» **WHAT TO DO**
In the forum question about Kähler-Ricci flow, on which page of the proof is Mabuchi's K-energy functional defined?

» **SELECTED EXCERPT**
[START]

I am currently reading the proof of convergence of Kähler-Ricci flow in the case $c_1(M)=0$ from Song, Weinkove. On page 45 he defines the term Mabuchi's $K$-energy functional:
$$ \frac{d}{dt}\mathrm{Mab}_{\omega_0}(\phi_t)=-\int_M\dot{\phi}_tR_{\phi_t}\omega_{\phi_t}^n$$ on the space: $$\mathrm{PSH}(M, \omega_0)=\left\{\phi\in C^\infty(M)\mid \omega_0+\frac{\sqrt{-1}}{2\pi}\partial\bar{\partial}\phi>0\right\}$$ and where $\omega_{\phi_t}=\omega_0+\frac{\sqrt{-1}}{2\pi}\partial\bar{\partial}\phi_t$ and $R_{\phi_t}$ is the scalar curvature of $\omega_{\phi_t}$.
Then he directly claims that if $\phi_\infty$ is a critical point of $\mathrm{Mab}_{\omega_0}$ then $\omega_\infty$ has zero scalar curvature. I do not see why is that so. I am not an expert in this realm, so I might miss some well-known facts or obvious results.
Any comment is welcome!

[END]

(Point-annotation data)
[START]

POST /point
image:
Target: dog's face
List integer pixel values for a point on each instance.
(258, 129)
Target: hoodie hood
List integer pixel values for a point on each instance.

[END]

» **CORRECT RESPONSE**
Page 45